Exact copies of all entries are expected.

[Exercise material]
####
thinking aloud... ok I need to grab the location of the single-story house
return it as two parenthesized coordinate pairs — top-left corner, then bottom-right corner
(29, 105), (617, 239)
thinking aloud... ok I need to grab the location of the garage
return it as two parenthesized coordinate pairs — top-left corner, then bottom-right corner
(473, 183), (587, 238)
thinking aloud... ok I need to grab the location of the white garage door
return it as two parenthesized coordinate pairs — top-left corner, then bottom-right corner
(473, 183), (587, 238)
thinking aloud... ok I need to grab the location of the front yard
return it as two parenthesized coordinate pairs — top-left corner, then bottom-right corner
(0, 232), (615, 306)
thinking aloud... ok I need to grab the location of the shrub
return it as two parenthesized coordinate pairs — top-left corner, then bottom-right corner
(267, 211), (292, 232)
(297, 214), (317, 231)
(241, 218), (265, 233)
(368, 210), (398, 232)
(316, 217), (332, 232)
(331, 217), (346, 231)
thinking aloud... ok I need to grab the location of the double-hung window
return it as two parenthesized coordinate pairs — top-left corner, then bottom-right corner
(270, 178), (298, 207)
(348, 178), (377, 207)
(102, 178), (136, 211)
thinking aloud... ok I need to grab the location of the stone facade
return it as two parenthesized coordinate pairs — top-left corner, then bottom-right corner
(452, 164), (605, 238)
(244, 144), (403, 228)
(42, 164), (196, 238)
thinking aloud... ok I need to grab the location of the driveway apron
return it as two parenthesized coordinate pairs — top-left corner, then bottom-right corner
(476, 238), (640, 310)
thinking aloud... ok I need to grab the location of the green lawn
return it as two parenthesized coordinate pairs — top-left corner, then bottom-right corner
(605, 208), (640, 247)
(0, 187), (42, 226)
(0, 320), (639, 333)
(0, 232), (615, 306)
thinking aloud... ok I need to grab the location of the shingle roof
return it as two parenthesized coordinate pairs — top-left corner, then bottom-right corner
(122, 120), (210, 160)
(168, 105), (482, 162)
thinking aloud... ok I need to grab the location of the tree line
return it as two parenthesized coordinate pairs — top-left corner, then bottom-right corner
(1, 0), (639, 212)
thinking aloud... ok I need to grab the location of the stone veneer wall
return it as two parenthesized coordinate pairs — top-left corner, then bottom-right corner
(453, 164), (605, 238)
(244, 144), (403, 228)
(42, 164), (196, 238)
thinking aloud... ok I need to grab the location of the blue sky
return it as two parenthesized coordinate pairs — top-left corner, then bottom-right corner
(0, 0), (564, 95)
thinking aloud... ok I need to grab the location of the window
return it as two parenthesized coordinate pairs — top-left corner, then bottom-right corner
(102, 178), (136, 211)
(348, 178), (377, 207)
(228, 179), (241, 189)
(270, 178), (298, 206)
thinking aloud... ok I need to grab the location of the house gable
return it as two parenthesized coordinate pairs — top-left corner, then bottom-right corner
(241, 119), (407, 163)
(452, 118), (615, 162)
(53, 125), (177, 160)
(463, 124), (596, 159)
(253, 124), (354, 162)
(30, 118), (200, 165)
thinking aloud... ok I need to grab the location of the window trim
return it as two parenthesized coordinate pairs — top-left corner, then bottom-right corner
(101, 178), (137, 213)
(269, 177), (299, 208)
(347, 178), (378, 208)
####
[Response to the task]
thinking aloud... ok I need to grab the location of the single-story house
return it as two parenthesized coordinate pairs — top-left corner, then bottom-right corner
(29, 105), (617, 239)
thinking aloud... ok I need to grab the location of the garage
return it as two parenthesized coordinate pairs — top-left corner, then bottom-right corner
(473, 183), (587, 238)
thinking aloud... ok I need to grab the location of the white garage door
return it as two parenthesized coordinate pairs — top-left corner, then bottom-right corner
(473, 183), (587, 238)
thinking aloud... ok I need to grab the location of the front yard
return it as two parenthesized coordinate pairs — top-left corner, then bottom-right corner
(0, 232), (615, 306)
thinking aloud... ok I need to grab the location of the shrub
return it as two parenthesized coordinate pairs — top-left corner, then bottom-right corner
(267, 211), (292, 232)
(297, 214), (317, 231)
(241, 218), (265, 233)
(368, 210), (398, 232)
(316, 217), (332, 232)
(331, 217), (346, 231)
thinking aloud... ok I need to grab the location of the double-hung window
return it as two parenthesized coordinate pairs — top-left corner, then bottom-right corner
(270, 178), (298, 207)
(348, 178), (377, 207)
(102, 178), (136, 211)
thinking aloud... ok I need to grab the location of the stone facade
return it as two parenthesized coordinate pairs — top-left corner, then bottom-right corner
(452, 164), (605, 238)
(244, 144), (403, 228)
(42, 164), (196, 238)
thinking aloud... ok I need to grab the location of the driveway apron
return it as two parenthesized coordinate pairs — top-left corner, then bottom-right corner
(476, 238), (640, 310)
thinking aloud... ok I need to grab the location of the green lawn
return it as two parenthesized coordinate pairs — top-left corner, then bottom-right corner
(605, 208), (640, 247)
(0, 187), (42, 226)
(0, 320), (639, 333)
(0, 232), (615, 306)
thinking aloud... ok I need to grab the location of the shingle roof
return it as two parenthesized coordinate pairs — top-left corner, then bottom-right corner
(122, 120), (210, 160)
(168, 105), (482, 162)
thinking aloud... ok I need to grab the location of the tree line
return it as two parenthesized coordinate pairs — top-left corner, then bottom-right corner
(1, 0), (639, 212)
thinking aloud... ok I need to grab the location of the stone veneer wall
return it as two parenthesized coordinate pairs — top-left corner, then bottom-right corner
(453, 164), (605, 238)
(244, 144), (403, 228)
(42, 164), (196, 238)
thinking aloud... ok I need to grab the location of the blue sky
return it as two parenthesized coordinate pairs — top-left corner, then bottom-right corner
(0, 0), (564, 95)
thinking aloud... ok I need to grab the location of the window
return it as two parenthesized coordinate pairs — top-left corner, then bottom-right corner
(102, 178), (136, 211)
(348, 178), (377, 207)
(228, 179), (241, 189)
(270, 178), (298, 206)
thinking aloud... ok I need to grab the location of the house gable
return it as two parenthesized coordinate pairs — top-left corner, then bottom-right corner
(241, 119), (407, 163)
(452, 118), (615, 162)
(53, 125), (177, 160)
(463, 124), (596, 159)
(253, 124), (354, 162)
(30, 118), (200, 165)
thinking aloud... ok I need to grab the location of the window trim
return it as two parenthesized coordinate pairs — top-left corner, then bottom-right corner
(101, 178), (137, 213)
(269, 177), (299, 208)
(347, 178), (378, 208)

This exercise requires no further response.